WHAT IS ASKED:
Every record below should be printed exactly as it appears.

ITEMS:
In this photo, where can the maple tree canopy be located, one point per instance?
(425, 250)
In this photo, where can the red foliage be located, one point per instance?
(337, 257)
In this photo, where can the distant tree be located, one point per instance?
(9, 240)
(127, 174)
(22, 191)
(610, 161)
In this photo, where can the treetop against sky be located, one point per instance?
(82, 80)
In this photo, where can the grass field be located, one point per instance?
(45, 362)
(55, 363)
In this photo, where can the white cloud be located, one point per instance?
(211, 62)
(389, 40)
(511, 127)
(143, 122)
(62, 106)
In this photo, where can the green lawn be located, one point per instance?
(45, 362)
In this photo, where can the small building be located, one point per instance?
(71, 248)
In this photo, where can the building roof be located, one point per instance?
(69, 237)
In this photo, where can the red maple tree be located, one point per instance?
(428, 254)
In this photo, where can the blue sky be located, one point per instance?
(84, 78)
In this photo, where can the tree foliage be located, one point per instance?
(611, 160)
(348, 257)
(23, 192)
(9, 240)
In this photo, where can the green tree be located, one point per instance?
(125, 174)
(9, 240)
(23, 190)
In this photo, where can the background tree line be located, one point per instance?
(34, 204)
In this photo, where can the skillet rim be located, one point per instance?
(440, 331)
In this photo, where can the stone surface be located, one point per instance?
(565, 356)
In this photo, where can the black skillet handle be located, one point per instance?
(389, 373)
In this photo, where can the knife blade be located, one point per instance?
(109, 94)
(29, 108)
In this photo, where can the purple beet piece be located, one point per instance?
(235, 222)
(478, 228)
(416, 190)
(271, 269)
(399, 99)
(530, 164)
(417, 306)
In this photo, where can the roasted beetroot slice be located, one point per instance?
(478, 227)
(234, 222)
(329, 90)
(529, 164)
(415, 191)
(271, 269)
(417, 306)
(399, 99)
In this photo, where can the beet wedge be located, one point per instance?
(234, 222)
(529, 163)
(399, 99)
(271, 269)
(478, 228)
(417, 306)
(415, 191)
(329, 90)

SOLUTION FOR THIS EXERCISE:
In this photo, where can the maple tree canopy be located, one point per instance?
(425, 250)
In this photo, where can the red foliage be located, one point per instance?
(337, 257)
In this photo, where can the distant tree be located, one point per instance?
(9, 240)
(127, 174)
(22, 191)
(610, 161)
In this photo, where can the treetop against sky be located, one point per instance?
(82, 80)
In this photo, where can the grass field be located, one point per instance?
(45, 362)
(55, 363)
In this photo, where can the white cloud be located, one point per instance?
(211, 62)
(389, 40)
(511, 127)
(143, 122)
(62, 106)
In this photo, where can the green lawn be located, one point per instance?
(45, 362)
In this photo, where can the small building be located, one point per instance?
(71, 248)
In this photo, where can the building roof be located, one point per instance?
(69, 237)
In this photo, where can the red maple tree be located, one point per instance?
(428, 254)
In this photo, where can the blue sky be located, one point per instance?
(84, 78)
In this photo, where can the tree foliage be located, one point per instance?
(611, 160)
(348, 257)
(23, 192)
(9, 240)
In this photo, where can the green tree be located, one point per instance?
(125, 174)
(9, 240)
(23, 190)
In this photo, where can the background tree line be located, one point per instance?
(34, 204)
In this photo, where can the skillet rim be located, one point per instance?
(440, 331)
In this photo, where can the stone surface be located, one point per instance?
(565, 356)
In this photo, where can the black skillet handle be located, one point per instance?
(389, 373)
In this photo, where can the knife blade be located, one point per instance?
(109, 94)
(29, 108)
In this photo, where can the purple beet piece be located, one point per instance?
(235, 222)
(478, 228)
(416, 190)
(271, 269)
(399, 99)
(530, 164)
(417, 306)
In this photo, where can the roasted beetroot slice be located, one point per instance?
(478, 227)
(234, 222)
(329, 90)
(529, 164)
(415, 191)
(271, 269)
(417, 306)
(399, 99)
In this photo, where can the beet wedge be located, one point per instance?
(234, 222)
(529, 163)
(399, 99)
(271, 269)
(478, 228)
(417, 306)
(415, 191)
(329, 90)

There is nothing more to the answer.